_WHAT THE TASK REQUIRES:_ Return unchanged the lines of the data starting at the line that contains "Report the location of every instance of the scooter rear" and ending at the final line of the data, with both ends included.

_DATA IN THIS EXERCISE:_
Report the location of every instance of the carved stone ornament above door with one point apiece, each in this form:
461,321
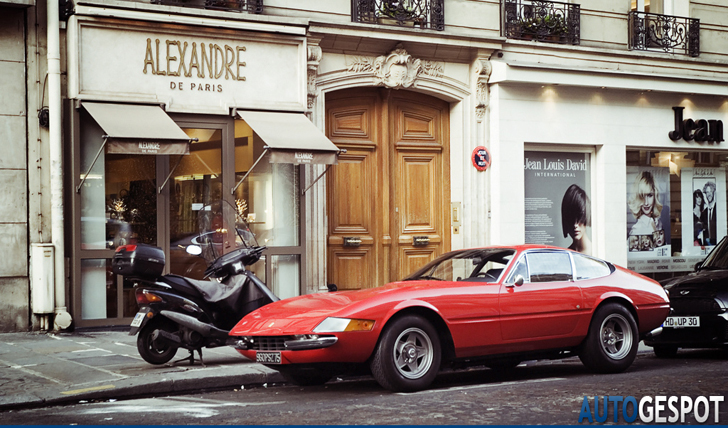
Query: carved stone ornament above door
397,70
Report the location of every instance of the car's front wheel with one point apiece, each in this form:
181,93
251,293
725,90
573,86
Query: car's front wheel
408,355
611,344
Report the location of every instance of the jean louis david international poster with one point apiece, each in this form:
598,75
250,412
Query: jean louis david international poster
558,202
703,211
648,213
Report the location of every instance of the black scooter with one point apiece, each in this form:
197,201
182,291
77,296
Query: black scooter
179,312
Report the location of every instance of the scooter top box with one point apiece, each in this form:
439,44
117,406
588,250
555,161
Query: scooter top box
138,261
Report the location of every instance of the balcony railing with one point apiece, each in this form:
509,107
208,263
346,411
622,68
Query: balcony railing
664,33
424,14
543,21
249,6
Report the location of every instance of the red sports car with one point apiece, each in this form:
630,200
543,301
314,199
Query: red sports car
495,306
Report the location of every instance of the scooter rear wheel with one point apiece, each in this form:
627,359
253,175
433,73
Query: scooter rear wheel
157,351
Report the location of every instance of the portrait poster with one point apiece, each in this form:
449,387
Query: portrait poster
703,211
648,213
558,199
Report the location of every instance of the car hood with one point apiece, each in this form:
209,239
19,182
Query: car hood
299,315
704,281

_WORKED ANSWER:_
Report the location of every instance of the scooter rear wheel with one point apiece, each in this form:
627,359
253,175
433,73
Query: scooter rear wheel
157,351
Report the location of every instance of the portrait poster with one point apiece, each in this form:
449,387
Query: portrait poster
703,211
648,213
558,199
Report the location of every instance of the car hood with one point apiece, each in this form:
209,239
19,182
Query: car hood
299,315
704,281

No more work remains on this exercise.